Task requirements: Every entry is to be printed again precisely as given.

Records to use:

· · · ·

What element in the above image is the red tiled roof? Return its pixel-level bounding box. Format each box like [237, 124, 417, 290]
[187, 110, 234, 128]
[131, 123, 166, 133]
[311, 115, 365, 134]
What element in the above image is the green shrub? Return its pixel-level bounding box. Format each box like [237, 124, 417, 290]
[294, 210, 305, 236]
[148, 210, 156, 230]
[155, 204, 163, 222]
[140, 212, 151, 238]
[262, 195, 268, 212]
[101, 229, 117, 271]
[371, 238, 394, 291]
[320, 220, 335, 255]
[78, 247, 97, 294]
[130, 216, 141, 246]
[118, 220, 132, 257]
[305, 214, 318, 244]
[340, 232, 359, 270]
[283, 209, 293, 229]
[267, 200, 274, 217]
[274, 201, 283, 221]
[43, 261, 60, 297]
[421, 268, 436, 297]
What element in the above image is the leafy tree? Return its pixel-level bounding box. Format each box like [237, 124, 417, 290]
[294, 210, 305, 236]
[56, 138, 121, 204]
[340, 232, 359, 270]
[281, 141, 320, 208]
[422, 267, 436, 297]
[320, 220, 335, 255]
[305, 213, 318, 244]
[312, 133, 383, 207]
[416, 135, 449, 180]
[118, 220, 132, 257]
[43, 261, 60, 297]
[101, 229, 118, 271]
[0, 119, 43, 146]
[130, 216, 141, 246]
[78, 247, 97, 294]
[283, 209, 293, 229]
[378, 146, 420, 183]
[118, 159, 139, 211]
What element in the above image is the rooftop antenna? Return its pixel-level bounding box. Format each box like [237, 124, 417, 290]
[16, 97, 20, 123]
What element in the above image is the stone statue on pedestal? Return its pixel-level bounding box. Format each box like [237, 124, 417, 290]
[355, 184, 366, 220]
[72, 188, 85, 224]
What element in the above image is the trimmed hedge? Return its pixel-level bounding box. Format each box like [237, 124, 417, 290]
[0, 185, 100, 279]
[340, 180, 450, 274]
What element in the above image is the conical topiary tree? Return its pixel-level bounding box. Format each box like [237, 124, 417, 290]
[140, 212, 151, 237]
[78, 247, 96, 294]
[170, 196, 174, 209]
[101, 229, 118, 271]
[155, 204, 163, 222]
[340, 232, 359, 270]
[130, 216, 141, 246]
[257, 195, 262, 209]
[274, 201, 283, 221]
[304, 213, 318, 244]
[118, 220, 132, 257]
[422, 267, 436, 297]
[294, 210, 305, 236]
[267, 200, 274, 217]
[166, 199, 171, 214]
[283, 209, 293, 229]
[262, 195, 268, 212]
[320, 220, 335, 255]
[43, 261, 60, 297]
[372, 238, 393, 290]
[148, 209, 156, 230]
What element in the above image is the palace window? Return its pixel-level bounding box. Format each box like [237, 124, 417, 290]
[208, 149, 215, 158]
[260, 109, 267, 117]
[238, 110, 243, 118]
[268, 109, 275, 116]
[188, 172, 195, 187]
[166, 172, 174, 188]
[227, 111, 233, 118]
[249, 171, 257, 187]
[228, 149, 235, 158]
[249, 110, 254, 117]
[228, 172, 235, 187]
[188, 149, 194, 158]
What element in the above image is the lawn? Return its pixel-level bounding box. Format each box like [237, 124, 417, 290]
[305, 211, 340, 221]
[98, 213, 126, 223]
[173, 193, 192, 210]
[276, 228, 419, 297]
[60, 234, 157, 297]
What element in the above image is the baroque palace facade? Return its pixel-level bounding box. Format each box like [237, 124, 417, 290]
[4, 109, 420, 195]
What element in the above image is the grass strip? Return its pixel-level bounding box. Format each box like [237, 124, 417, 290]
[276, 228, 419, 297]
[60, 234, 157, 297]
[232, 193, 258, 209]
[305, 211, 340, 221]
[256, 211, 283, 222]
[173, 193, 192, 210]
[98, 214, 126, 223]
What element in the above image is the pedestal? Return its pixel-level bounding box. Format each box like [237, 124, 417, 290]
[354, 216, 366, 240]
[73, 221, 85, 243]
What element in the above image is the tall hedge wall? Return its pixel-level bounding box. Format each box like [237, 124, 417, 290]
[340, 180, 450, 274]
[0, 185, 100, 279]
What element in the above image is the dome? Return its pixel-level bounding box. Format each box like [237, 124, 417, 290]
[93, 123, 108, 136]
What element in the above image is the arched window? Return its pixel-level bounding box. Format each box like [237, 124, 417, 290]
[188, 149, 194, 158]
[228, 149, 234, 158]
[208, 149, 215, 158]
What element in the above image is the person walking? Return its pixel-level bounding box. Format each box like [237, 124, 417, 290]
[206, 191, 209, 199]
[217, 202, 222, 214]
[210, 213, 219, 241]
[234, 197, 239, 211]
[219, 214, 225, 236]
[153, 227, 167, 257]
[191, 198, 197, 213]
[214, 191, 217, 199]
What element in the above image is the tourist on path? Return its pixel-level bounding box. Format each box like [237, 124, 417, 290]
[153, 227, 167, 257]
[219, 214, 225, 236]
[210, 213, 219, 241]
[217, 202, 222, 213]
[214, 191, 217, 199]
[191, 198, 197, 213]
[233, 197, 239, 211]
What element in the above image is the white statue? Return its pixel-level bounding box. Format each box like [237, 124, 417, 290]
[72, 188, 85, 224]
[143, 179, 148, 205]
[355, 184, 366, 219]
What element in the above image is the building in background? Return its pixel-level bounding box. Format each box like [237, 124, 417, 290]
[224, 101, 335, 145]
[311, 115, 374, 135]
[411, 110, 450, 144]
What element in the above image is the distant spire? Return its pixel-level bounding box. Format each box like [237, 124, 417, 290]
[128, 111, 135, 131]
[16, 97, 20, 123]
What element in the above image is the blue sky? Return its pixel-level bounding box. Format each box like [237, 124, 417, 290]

· · · ·

Reply to the exercise:
What element in the above image is the red tiled roof? Return its pixel-level bounding box. Format each box like [237, 124, 417, 290]
[187, 110, 234, 128]
[131, 123, 166, 133]
[311, 115, 365, 134]
What element in the above image is the green shrub? Return its pixel-level bounding box. Format each box like [237, 124, 417, 290]
[294, 210, 305, 236]
[148, 210, 156, 230]
[155, 204, 163, 222]
[140, 212, 151, 238]
[262, 195, 268, 212]
[101, 229, 117, 271]
[371, 238, 394, 291]
[320, 220, 335, 255]
[78, 247, 97, 294]
[130, 216, 141, 246]
[118, 220, 132, 257]
[305, 214, 318, 244]
[340, 232, 359, 270]
[283, 209, 293, 229]
[267, 200, 274, 217]
[274, 201, 283, 221]
[43, 261, 60, 297]
[421, 268, 436, 297]
What element in the above image is the leafy tree? Return its pixel-level bounding box. Format each box like [237, 124, 417, 290]
[294, 210, 305, 236]
[56, 138, 121, 204]
[340, 232, 359, 270]
[281, 141, 320, 208]
[422, 267, 436, 297]
[320, 220, 335, 255]
[305, 213, 318, 244]
[312, 133, 383, 207]
[416, 135, 449, 180]
[118, 220, 132, 257]
[43, 261, 60, 297]
[101, 229, 118, 271]
[0, 119, 43, 146]
[130, 216, 141, 246]
[78, 247, 97, 294]
[283, 209, 293, 229]
[378, 146, 420, 183]
[118, 159, 139, 211]
What element in the above image is the rooftop antenna? Return its pixel-level bounding box. Format each box like [237, 124, 417, 290]
[16, 97, 20, 123]
What element in the above image is the stone statue on pedestal? Return its pixel-level bounding box. Format each box like [237, 124, 417, 290]
[355, 184, 366, 220]
[72, 188, 85, 224]
What element in the above image is the trimmed hedge? Return its pixel-level bounding box. Format each box like [237, 124, 417, 290]
[0, 185, 100, 279]
[340, 180, 450, 274]
What element in the above image is the conical topiary tree? Return its pixel-level bounding box. Format each box like [237, 124, 417, 290]
[140, 212, 151, 237]
[78, 247, 96, 294]
[170, 196, 174, 209]
[101, 229, 118, 271]
[155, 204, 163, 222]
[340, 232, 359, 270]
[130, 216, 141, 246]
[257, 195, 262, 209]
[274, 201, 283, 221]
[304, 213, 318, 244]
[118, 220, 132, 257]
[422, 267, 436, 297]
[294, 210, 305, 236]
[267, 200, 274, 217]
[166, 199, 171, 214]
[283, 209, 293, 229]
[262, 195, 268, 212]
[320, 220, 335, 255]
[43, 261, 60, 297]
[372, 238, 393, 290]
[148, 209, 156, 230]
What element in the above image is the palace window? Return its pixel-level bounding box. Format each box like [237, 124, 417, 290]
[208, 149, 215, 158]
[260, 109, 267, 117]
[238, 110, 243, 118]
[268, 109, 275, 116]
[188, 172, 195, 187]
[166, 172, 174, 188]
[227, 111, 233, 118]
[249, 171, 257, 187]
[228, 149, 235, 158]
[249, 110, 254, 117]
[228, 172, 235, 187]
[188, 149, 194, 158]
What element in the above image is the lawn? Return its pixel-level bounding box. Format each box like [237, 124, 417, 290]
[305, 211, 340, 221]
[98, 213, 126, 223]
[173, 193, 192, 210]
[276, 228, 419, 297]
[60, 234, 157, 297]
What element in the above image is the baroque palace facade? Return its pixel-level bounding box. Format each box like [237, 124, 417, 290]
[4, 109, 420, 195]
What element in the above image is the grass strip? Return its pixel-level bounding box. Format each box like [237, 124, 417, 290]
[276, 228, 419, 297]
[60, 234, 157, 297]
[232, 193, 258, 209]
[305, 211, 340, 221]
[256, 211, 283, 222]
[173, 193, 192, 210]
[98, 214, 126, 223]
What element in the above image is the pedestal? Return its pixel-level bounding box. Format each box like [237, 124, 417, 290]
[354, 216, 366, 240]
[73, 221, 85, 243]
What element in the above image is the tall hedge wall? Return its pixel-level bounding box. Format each box like [237, 124, 417, 290]
[340, 180, 450, 274]
[0, 185, 100, 279]
What element in the above image is the dome? Return its pixel-level bounding box. Format each box like [237, 124, 417, 290]
[93, 123, 108, 136]
What element in the above image is the arched window? Return its pixel-level bounding box. Format each box like [237, 124, 417, 290]
[188, 149, 194, 158]
[228, 149, 234, 158]
[208, 149, 215, 158]
What element in the above image is the person walking? Return its pixel-level bounding box. Format each box like [237, 124, 417, 290]
[206, 191, 209, 199]
[217, 202, 222, 214]
[210, 213, 219, 241]
[234, 197, 239, 211]
[219, 214, 225, 236]
[153, 227, 167, 257]
[191, 198, 197, 213]
[214, 191, 217, 199]
What element in the above image is the tourist on path? Return its pixel-level bounding box. Format each box like [237, 124, 417, 290]
[153, 227, 167, 257]
[219, 214, 225, 236]
[210, 213, 219, 241]
[217, 202, 222, 213]
[214, 191, 217, 199]
[191, 198, 197, 213]
[233, 197, 239, 211]
What element in the above image is the white statue? Return its pixel-level bounding box. Format each box like [237, 124, 417, 290]
[72, 188, 85, 224]
[143, 179, 148, 205]
[355, 184, 366, 219]
What element in the above image is the building in background? Return its pixel-level bounding box. Format each box like [237, 124, 417, 290]
[224, 101, 335, 145]
[311, 115, 374, 135]
[411, 110, 450, 144]
What element in the above image is the distant spire? Return its pixel-level bounding box. Format each box like [237, 124, 417, 290]
[128, 111, 135, 131]
[16, 97, 20, 123]
What element in the above image is the blue sky? Return its pixel-level bounding box. Format each box like [237, 124, 417, 290]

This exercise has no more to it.